### Bloque de texto ###

Me levanté con una sensación de pesadez de estómago; no le dí mayor importancia porque la noche anterior había salido a tomar una copa y podía tratarse de una simple acidez. Sin embargo no debían ser síntomas de resaca, recordaba claramente lo sucedido y no me había excedido con la bebida, pues sólo tomé un par de tintos cenando y un whiskey solo en una terraza de verano. A pesar de ello, cada vez me sentía peor, con ganas de vomitar e iniciando una diarrea de dos días.
Suelo seguir mis rutinas diarias, así que comencé con mis ejercicios de todas las mañanas. Tuve un par de calambres musculares que me hicieron sentir un agudo dolor en uno de los gemelos. Las últimas flexiones no las pude hacer, ya que tuve que regresar con urgencia a casa y entonces fue cuando comenzó todo. Tras vomitar varias veces y limpiarme por dentro a conciencia, comencé a sentir el impacto de la fiebre en mi organismo llegando a estar varias horas en un estado de semi-inconsciencia y pesado sueño, sólo agitado por escalofríos cada vez más frecuentes.
Sabía que estaba mal y tenía que intentar llegar a un hospital, pero apenas podía moverme. Aun haciéndoseme enormemente difícil el incorporarme, era una cuestión de determinación y fuerza de voluntad el poder salir de ese estado. Sabía que si me quedaba tendido en un sofá, agitado por la fiebre, sin medicación, podía deshidratarme. Tuve la imprudencia (o el valor, según se mire) de coger mi coche y conducir hasta un sanatorio cercano, con la palabra “Salud” en su nombre, donde fui atendido por una médico sustituta. Me acuerdo de bastante poco después de eso, sólo de los pinchazos hasta encontrar alguna de mis “huidizas” venas, según la expresión del ATS de turno. Caí en un sopor pastoso, que me dejaba como un regusto dulce en la boca y me sentía terriblemente cansado. Oía comentarios vehementes de las enfermeras cuando avisan que un fallo en los computadores de “radiología” harán demorarse los resultados de los análisis y pruebas más de dos horas. Nada me parecía real, creía estar viviendo un sueño de matices surrealistas en el que un enorme reloj marcaba una hora infinitamente detenida, como si el minutero rebotara continuamente entre dos rayas de la esfera. La gota del suero, la clepsidra que realmente lleva la cuenta del tiempo de los dolientes, caía con desesperante lentitud. No hay nada detrás del árbol metálico que sostiene la clepsidra, sólo una pared blanca que sugiere un espacio vacío, sin límites, que es indiferente a cuanto ocurre en la sala de este sanatorio o en la de cualquier otro hospital. Al final es eso, padecemos y holgamos en un Universo que es desconocedor, o quizás indiferente, de nuestra existencia como humanos.

### Datos extraídos ###

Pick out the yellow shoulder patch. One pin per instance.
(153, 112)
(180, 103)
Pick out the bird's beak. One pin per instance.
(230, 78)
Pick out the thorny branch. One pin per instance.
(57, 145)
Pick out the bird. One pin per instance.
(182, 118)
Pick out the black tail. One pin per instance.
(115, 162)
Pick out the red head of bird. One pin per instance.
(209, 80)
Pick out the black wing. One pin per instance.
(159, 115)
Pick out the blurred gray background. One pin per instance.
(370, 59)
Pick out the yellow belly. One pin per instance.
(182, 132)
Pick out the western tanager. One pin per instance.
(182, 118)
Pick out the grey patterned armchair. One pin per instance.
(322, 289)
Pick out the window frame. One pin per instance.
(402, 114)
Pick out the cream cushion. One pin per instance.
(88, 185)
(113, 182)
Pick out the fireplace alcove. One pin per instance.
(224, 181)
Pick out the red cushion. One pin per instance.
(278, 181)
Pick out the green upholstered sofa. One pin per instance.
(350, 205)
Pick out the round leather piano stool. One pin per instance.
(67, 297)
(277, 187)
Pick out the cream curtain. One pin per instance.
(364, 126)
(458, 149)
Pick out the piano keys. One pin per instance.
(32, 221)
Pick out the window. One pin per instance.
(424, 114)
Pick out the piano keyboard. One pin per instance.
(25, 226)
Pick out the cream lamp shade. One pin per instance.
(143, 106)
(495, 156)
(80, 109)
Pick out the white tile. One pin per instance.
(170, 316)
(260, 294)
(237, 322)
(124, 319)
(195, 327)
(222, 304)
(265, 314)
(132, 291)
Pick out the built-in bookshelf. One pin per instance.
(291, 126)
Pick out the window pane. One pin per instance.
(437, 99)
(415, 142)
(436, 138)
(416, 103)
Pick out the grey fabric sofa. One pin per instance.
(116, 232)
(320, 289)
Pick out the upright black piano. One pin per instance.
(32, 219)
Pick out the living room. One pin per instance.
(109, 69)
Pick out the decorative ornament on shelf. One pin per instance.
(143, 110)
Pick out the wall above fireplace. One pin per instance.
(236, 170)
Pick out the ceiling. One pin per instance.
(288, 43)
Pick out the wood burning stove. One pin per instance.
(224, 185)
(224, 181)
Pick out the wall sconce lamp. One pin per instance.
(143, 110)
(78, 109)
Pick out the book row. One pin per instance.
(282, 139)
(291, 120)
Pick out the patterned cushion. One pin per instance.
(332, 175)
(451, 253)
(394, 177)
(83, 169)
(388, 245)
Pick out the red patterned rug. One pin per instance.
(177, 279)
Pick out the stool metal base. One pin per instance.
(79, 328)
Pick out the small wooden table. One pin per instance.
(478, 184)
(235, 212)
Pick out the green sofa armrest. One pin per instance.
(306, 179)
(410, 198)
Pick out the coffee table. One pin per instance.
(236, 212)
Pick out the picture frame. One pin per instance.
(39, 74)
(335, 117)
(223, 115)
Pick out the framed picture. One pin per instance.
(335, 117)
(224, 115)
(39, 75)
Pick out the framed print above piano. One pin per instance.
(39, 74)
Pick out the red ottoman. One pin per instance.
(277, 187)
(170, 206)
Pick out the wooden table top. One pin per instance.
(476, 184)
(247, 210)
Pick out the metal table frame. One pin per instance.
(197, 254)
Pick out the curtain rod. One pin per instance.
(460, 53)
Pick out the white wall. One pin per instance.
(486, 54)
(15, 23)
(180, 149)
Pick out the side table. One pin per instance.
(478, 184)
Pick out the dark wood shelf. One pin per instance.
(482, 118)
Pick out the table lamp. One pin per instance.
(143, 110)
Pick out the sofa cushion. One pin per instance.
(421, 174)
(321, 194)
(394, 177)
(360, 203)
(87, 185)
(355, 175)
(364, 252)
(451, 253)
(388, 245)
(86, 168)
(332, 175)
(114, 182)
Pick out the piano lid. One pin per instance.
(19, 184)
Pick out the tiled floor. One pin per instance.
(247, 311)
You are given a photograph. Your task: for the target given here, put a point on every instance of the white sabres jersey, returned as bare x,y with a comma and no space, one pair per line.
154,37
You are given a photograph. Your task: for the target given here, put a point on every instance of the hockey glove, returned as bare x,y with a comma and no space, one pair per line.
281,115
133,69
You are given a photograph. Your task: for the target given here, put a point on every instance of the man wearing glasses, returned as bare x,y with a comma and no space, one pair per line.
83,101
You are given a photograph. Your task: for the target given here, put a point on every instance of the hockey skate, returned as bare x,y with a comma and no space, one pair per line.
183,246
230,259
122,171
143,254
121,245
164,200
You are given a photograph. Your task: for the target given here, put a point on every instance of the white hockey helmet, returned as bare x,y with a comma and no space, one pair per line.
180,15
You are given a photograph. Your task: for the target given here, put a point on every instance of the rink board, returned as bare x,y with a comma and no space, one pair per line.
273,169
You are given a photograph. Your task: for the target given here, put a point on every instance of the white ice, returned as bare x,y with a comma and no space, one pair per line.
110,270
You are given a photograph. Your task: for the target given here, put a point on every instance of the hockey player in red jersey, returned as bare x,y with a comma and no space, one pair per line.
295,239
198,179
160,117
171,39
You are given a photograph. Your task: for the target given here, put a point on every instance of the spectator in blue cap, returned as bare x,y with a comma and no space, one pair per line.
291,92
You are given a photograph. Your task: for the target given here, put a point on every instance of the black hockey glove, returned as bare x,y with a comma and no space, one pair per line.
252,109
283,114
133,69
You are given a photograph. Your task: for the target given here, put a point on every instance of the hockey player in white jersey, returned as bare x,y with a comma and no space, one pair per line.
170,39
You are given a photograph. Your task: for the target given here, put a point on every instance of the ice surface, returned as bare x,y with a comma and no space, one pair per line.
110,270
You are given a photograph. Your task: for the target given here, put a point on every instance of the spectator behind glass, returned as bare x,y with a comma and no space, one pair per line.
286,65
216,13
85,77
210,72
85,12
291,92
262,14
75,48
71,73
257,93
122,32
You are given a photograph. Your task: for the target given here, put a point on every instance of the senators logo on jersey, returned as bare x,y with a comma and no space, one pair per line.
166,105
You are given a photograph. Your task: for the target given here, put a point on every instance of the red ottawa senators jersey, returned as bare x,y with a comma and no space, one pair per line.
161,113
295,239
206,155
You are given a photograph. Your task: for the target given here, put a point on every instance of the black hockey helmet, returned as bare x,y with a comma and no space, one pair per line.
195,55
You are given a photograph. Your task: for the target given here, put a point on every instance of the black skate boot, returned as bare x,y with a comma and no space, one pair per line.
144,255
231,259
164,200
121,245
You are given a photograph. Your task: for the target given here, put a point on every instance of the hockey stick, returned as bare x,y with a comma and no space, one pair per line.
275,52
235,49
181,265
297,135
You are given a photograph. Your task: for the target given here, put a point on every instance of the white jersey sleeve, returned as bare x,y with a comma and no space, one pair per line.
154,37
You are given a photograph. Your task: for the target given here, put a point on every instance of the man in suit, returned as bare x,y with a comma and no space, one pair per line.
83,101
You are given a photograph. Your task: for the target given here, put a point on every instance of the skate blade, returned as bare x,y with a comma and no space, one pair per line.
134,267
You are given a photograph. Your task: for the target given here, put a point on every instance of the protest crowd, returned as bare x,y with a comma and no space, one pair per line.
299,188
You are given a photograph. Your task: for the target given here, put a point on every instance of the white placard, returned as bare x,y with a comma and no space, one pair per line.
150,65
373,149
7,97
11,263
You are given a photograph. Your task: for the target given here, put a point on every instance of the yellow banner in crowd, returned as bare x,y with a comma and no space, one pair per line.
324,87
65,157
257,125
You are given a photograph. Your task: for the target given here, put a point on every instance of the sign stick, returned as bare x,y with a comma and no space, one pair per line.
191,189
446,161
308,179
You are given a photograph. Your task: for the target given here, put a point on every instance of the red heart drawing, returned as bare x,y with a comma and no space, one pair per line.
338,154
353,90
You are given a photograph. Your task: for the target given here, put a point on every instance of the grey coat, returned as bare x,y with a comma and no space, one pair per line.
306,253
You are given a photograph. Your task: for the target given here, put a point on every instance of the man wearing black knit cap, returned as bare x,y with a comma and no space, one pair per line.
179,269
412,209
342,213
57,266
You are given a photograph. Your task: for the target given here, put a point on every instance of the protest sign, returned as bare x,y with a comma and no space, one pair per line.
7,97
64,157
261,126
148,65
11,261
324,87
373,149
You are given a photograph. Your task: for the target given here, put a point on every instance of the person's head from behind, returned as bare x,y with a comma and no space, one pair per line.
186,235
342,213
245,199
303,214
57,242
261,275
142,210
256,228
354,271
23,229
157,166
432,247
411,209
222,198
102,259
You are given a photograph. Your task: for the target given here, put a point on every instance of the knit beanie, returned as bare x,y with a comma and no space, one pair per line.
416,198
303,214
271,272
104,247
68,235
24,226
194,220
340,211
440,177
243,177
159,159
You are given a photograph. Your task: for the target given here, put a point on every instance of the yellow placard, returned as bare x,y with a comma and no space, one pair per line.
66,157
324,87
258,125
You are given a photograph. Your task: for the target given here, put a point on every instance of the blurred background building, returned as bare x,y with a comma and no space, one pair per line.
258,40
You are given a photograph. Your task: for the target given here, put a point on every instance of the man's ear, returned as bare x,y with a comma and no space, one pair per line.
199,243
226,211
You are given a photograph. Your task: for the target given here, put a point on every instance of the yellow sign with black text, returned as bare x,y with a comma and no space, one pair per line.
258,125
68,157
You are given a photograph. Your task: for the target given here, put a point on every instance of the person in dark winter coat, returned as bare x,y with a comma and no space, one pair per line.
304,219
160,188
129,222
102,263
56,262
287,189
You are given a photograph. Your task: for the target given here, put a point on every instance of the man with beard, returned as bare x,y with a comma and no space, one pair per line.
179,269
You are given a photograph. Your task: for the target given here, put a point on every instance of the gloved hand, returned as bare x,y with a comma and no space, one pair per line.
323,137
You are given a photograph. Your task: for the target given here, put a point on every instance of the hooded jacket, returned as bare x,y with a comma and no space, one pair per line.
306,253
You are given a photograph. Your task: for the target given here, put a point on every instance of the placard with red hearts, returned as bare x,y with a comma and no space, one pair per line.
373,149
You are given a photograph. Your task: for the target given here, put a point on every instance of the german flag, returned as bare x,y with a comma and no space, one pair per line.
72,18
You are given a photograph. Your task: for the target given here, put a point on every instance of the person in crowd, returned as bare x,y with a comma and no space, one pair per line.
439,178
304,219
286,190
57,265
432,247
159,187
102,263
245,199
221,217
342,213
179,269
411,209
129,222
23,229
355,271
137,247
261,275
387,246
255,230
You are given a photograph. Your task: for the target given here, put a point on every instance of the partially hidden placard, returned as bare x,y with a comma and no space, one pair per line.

###

Tareas y ejercicios »
• 1. Di si cada afirmación coincide con el relato: (a) la noche anterior solo se tomaron un par de tintos en la cena y un whiskey; (b) el traslado al sanatorio se hizo en ambulancia; (c) detrás del árbol metálico que sostiene el suero hay una ventana. Responde sí o no y cita textualmente las palabras del relato que lo deciden.
• 2. Copia al pie de la letra el tramo del relato que va desde "Me levanté con" hasta "de dos días.".
Los registros no intervienen para nada en esto.

Respuestas por tarea »
• 1.
(a) Sí: "sólo tomé un par de tintos cenando y un whiskey solo en una terraza de verano".
(b) No: "coger mi coche y conducir hasta un sanatorio cercano".
(c) No: "No hay nada detrás del árbol metálico que sostiene la clepsidra, sólo una pared blanca".

• 2.
Me levanté con una sensación de pesadez de estómago; no le dí mayor importancia porque la noche anterior había salido a tomar una copa y podía tratarse de una simple acidez. Sin embargo no debían ser síntomas de resaca, recordaba claramente lo sucedido y no me había excedido con la bebida, pues sólo tomé un par de tintos cenando y un whiskey solo en una terraza de verano. A pesar de ello, cada vez me sentía peor, con ganas de vomitar e iniciando una diarrea de dos días.